◆ **Objective**
Rename "beige jacket" to "tan coat" in the records running from their start through the line that contains "353 189 L 355", inclusive. Give those lines again with all else unchanged.

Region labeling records
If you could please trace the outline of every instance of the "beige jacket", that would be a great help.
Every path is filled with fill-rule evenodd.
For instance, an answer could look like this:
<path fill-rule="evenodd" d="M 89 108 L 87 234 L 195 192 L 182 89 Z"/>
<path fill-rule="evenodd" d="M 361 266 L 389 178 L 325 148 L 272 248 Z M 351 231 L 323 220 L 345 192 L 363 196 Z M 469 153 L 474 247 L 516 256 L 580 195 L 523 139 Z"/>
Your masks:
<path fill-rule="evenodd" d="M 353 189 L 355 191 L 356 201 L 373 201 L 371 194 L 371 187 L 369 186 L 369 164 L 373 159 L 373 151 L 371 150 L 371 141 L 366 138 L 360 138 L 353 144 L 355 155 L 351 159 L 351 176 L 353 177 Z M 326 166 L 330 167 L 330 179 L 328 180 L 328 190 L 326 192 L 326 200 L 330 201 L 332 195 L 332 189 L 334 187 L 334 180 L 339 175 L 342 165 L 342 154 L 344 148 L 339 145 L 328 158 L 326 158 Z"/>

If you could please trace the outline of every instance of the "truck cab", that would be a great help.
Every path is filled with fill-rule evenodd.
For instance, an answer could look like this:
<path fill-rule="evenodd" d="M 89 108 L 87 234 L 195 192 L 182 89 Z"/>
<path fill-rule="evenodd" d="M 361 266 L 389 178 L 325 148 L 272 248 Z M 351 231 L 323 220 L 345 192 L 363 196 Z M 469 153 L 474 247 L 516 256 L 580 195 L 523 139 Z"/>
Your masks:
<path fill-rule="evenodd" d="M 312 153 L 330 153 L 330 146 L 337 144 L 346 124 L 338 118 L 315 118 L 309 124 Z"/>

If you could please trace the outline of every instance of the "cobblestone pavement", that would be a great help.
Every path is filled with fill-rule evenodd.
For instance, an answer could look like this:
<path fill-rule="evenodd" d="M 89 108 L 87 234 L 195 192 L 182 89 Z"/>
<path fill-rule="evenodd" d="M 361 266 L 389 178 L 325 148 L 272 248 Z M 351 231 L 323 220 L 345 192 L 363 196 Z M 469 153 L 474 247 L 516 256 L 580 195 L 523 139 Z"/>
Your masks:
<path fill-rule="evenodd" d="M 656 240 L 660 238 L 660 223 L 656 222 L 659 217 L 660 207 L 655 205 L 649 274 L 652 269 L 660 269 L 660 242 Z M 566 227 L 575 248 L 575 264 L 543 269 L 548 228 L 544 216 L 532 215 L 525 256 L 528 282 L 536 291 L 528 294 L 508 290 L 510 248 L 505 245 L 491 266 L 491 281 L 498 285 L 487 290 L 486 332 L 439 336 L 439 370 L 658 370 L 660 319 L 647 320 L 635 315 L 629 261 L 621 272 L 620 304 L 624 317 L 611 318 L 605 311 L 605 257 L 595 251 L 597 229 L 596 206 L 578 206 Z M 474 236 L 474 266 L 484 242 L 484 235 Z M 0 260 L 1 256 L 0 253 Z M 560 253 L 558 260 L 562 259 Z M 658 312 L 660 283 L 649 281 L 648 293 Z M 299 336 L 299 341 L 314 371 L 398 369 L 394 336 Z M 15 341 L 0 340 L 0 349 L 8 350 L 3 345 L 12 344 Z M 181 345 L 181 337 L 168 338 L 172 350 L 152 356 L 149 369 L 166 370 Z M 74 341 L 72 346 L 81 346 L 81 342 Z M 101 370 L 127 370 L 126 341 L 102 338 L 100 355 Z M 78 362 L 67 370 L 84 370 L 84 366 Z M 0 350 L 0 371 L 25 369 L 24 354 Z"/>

◆ **Exercise solution**
If you could please trace the outline of every instance of the "tan coat", that would be a great help.
Every path is filled with fill-rule evenodd.
For instance, an answer could look like this:
<path fill-rule="evenodd" d="M 89 108 L 87 234 L 195 192 L 182 89 Z"/>
<path fill-rule="evenodd" d="M 361 266 L 389 178 L 325 148 L 272 248 Z M 351 231 L 323 220 L 345 192 L 363 196 Z M 469 153 L 474 247 L 516 256 L 580 195 L 523 139 Z"/>
Your masks:
<path fill-rule="evenodd" d="M 353 189 L 355 191 L 356 201 L 373 201 L 371 194 L 371 187 L 369 186 L 369 164 L 373 159 L 373 151 L 371 150 L 371 141 L 366 138 L 360 138 L 353 144 L 355 155 L 351 159 L 351 176 L 353 177 Z M 326 166 L 330 167 L 330 179 L 328 180 L 328 190 L 326 192 L 326 200 L 330 201 L 332 195 L 332 189 L 334 187 L 334 180 L 339 175 L 342 165 L 342 154 L 344 148 L 339 145 L 328 158 L 326 158 Z"/>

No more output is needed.